Request: Present as a numbered list the lines of the data below, beginning at the line that contains "of solar panels." and ending with the final line of the data, omitting any blank lines.

(Dataset excerpt)
□ □ □ □ □ □ □

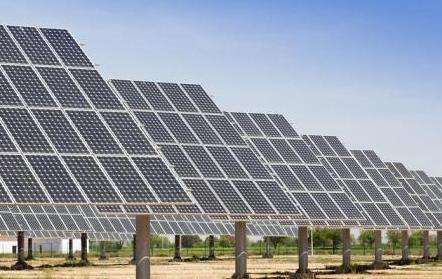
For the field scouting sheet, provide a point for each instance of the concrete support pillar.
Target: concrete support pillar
(303, 250)
(83, 259)
(21, 263)
(240, 250)
(134, 245)
(30, 251)
(71, 249)
(426, 245)
(142, 247)
(177, 248)
(439, 245)
(378, 249)
(405, 247)
(103, 255)
(267, 254)
(346, 250)
(211, 247)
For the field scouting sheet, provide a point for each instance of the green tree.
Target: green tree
(394, 238)
(226, 241)
(188, 241)
(366, 238)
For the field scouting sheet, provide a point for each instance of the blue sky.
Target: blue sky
(369, 72)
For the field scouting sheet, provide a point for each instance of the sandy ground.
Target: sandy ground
(117, 268)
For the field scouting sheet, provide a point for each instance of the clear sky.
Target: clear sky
(369, 72)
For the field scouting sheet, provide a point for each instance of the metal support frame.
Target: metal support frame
(439, 245)
(142, 247)
(303, 249)
(267, 253)
(21, 263)
(30, 250)
(405, 246)
(240, 250)
(83, 259)
(71, 249)
(378, 263)
(346, 250)
(211, 255)
(426, 245)
(103, 255)
(177, 248)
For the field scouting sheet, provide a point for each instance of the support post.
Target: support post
(240, 250)
(267, 254)
(30, 250)
(84, 259)
(177, 250)
(378, 263)
(211, 247)
(134, 244)
(142, 247)
(439, 245)
(405, 247)
(71, 249)
(103, 255)
(426, 245)
(346, 250)
(21, 263)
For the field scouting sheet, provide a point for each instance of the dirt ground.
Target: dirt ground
(118, 268)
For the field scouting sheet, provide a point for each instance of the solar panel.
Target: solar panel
(351, 175)
(294, 164)
(209, 149)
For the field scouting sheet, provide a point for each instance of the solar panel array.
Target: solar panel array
(45, 222)
(292, 162)
(378, 212)
(415, 189)
(65, 136)
(207, 153)
(392, 189)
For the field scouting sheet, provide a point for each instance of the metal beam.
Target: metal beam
(346, 250)
(142, 247)
(240, 250)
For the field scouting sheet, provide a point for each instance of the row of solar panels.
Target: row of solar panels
(69, 137)
(70, 221)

□ □ □ □ □ □ □

The reply:
1. For the field scouting sheet, provide a point for each instance of the row of solar panels.
2. Target: row of solar panels
3. (69, 137)
4. (70, 221)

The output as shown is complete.